**Extracted text**:
====================
REVIEW ROUND-UP: Gogol Bordello, The Beths, The Darling Fire

A stylised drawing of a ship. The flag is heart-shaped with the colours of the Ukrainian flag, and Gogol Bordello’s logo on it

Gogol Bordello


While Solidaritine on its face doesn’t strike as a particularly significant album for Gogol Bordello—now nine albums in, they’ve become more of a consistent punk presence than anything else—it’s got a power inside that shouldn’t be ignored. It’s an album about “uniting the people of goodwill,” as frontman Eugene Hütz describes it, contextualised through the conflict in his homeland Ukraine that tacitly makes this Gogol Bordello’s weightiest album in a while. At the same time, the message of solidarity and power is one that’s kept explicit; it’s not an album overburdened by the bleakness surrounding it, as Gogol Bordello are too inherently raucous and precocious to be as such.
====================
**Data lines**:
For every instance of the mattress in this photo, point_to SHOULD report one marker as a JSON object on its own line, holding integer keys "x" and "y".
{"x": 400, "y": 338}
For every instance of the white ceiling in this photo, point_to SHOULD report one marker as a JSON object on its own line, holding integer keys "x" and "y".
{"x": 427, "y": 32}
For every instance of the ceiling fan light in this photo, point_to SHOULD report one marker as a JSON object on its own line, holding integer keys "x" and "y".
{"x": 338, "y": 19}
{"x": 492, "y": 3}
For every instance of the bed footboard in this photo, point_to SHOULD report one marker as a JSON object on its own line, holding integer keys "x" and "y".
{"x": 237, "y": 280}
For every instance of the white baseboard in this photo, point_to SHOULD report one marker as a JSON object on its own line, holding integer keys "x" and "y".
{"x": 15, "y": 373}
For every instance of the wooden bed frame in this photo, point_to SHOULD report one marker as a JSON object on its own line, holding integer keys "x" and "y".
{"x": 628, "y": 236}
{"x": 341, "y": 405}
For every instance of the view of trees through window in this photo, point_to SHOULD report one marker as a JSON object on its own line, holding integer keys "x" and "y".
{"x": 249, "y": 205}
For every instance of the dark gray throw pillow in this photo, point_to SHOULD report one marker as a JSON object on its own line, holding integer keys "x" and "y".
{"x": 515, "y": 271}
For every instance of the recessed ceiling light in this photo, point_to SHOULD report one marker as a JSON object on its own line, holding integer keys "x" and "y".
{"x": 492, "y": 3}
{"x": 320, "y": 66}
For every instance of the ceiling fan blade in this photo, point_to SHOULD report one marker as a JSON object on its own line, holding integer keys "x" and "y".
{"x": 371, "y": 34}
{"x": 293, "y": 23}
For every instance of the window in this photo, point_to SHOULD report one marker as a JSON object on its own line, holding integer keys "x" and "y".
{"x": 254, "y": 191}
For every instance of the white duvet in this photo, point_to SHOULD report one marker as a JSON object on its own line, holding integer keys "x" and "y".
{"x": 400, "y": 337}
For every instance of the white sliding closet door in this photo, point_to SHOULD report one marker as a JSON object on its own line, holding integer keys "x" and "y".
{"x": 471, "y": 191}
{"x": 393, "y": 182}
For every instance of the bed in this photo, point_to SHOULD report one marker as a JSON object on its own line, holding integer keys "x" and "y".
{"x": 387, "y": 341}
====================
**Actions to take**:
1. Update the review round-up, starting with "A stylised drawing" and going on through "be as such.", so that "frontman" becomes "lead singer".
2. Which bands does the heading of the review round-up name?
3. Continue the Gogol Bordello review after its final sentence.
The rows above were taken from a different source.

**The results**:
1.
A stylised drawing of a ship. The flag is heart-shaped with the colours of the Ukrainian flag, and Gogol Bordello’s logo on it

Gogol Bordello


While Solidaritine on its face doesn’t strike as a particularly significant album for Gogol Bordello—now nine albums in, they’ve become more of a consistent punk presence than anything else—it’s got a power inside that shouldn’t be ignored. It’s an album about “uniting the people of goodwill,” as lead singer Eugene Hütz describes it, contextualised through the conflict in his homeland Ukraine that tacitly makes this Gogol Bordello’s weightiest album in a while. At the same time, the message of solidarity and power is one that’s kept explicit; it’s not an album overburdened by the bleakness surrounding it, as Gogol Bordello are too inherently raucous and precocious to be as such.

2. Gogol Bordello, The Beths, The Darling Fire

3.
Thus, Solidaritine is another welcome shot of life that Gogol Bordello tend to excel at, where the punk philosophy and attitude mixed with the richness and colour of Romani music makes a blend that still sees them in a class of one. They remain refreshingly diverse within it too, no doubt in part to the deliberately scruffy and bedraggled execution that boosts their fluidity even further. Shot Of Solidaritine is one of the album’s most straightforward punk notes, but it’s never quick to settle down evidenced by elements of ska-punk on Focus Coin; hulking oompah lurches on a cover of Fugazi’s Blueprint; and glistening folk-punk on Era Of The End Of Eras. That’s all within the first run of tracks too; Solidaritine isn’t short for gems all the way down of varying styles, like Knack For Life’s ramshackle barroom stalk or the undisputed banger that is Fire On Ice Floe.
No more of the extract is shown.